PASSAGE PROVIDED:

A couple will typically need a £26,000-a-year income for a comfortable retirement, research from Which? suggests.
The consumer group surveyed nearly 7,000 retirees in February about their spending to develop retirement income targets for one-person and two-person households.
While each person’s circumstances are different, the findings could help to indicate how much someone might need to save. The figures include state and private pension income.
A comfortable retirement includes enough to pay for essentials as well as regular short-haul holidays, hobbies, alcohol and charity giving.
Couples will typically need an annual income of around £18,000 just to cover essentials such as food and drink, household bills, transport, clothing and health products, Which? calculated.
For a more luxurious lifestyle, they would need to aim towards an annual income of £41,000, unlocking the possibility of extended or long-haul holidays, health club memberships and expensive meals out and have a new car every five years.
For single-person households the typical essential, comfortable and luxury annual retirement incomes were calculated as £13,000, £19,000 and £31,000, respectively.
Retirees in two-person households had spent around 14% less on recreation and leisure and 10% less on transport recently, compared with before the coronavirus crisis in 2019, Which? found.

Referring expression pointing data:
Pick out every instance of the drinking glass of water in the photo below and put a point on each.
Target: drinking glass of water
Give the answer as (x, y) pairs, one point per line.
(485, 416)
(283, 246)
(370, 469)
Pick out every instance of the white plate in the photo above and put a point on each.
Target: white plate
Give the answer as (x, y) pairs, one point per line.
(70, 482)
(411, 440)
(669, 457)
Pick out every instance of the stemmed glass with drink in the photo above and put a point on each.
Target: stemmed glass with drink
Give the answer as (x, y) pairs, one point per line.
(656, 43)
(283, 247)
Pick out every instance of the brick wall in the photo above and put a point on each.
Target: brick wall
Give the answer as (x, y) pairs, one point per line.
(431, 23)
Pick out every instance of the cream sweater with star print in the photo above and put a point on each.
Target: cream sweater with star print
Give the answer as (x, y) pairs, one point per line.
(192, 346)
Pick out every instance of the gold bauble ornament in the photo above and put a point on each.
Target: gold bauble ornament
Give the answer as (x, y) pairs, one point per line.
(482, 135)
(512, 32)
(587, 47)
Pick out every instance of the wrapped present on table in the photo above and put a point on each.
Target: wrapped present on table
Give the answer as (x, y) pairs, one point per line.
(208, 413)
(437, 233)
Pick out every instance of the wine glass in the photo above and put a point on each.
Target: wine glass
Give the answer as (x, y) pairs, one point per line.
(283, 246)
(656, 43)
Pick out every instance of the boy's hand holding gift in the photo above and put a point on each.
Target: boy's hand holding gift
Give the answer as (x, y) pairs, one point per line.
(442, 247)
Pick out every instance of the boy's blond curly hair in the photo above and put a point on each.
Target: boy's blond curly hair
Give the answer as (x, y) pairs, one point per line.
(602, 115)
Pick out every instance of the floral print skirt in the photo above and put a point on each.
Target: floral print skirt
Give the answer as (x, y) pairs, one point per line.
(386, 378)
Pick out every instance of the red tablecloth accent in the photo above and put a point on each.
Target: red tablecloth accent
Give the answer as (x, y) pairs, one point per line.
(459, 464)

PROBLEM:
Summarize the text on retirement income in two sentences.

EXERCISE RESPONSE:
Research from Which?, based on a survey of nearly 7,000 retirees, suggests that a couple typically needs about £26,000 a year, including state and private pensions, for a comfortable retirement, around £18,000 for essentials alone and £41,000 for a luxurious lifestyle. For single-person households, the essential, comfortable and luxury figures were £13,000, £19,000 and £31,000.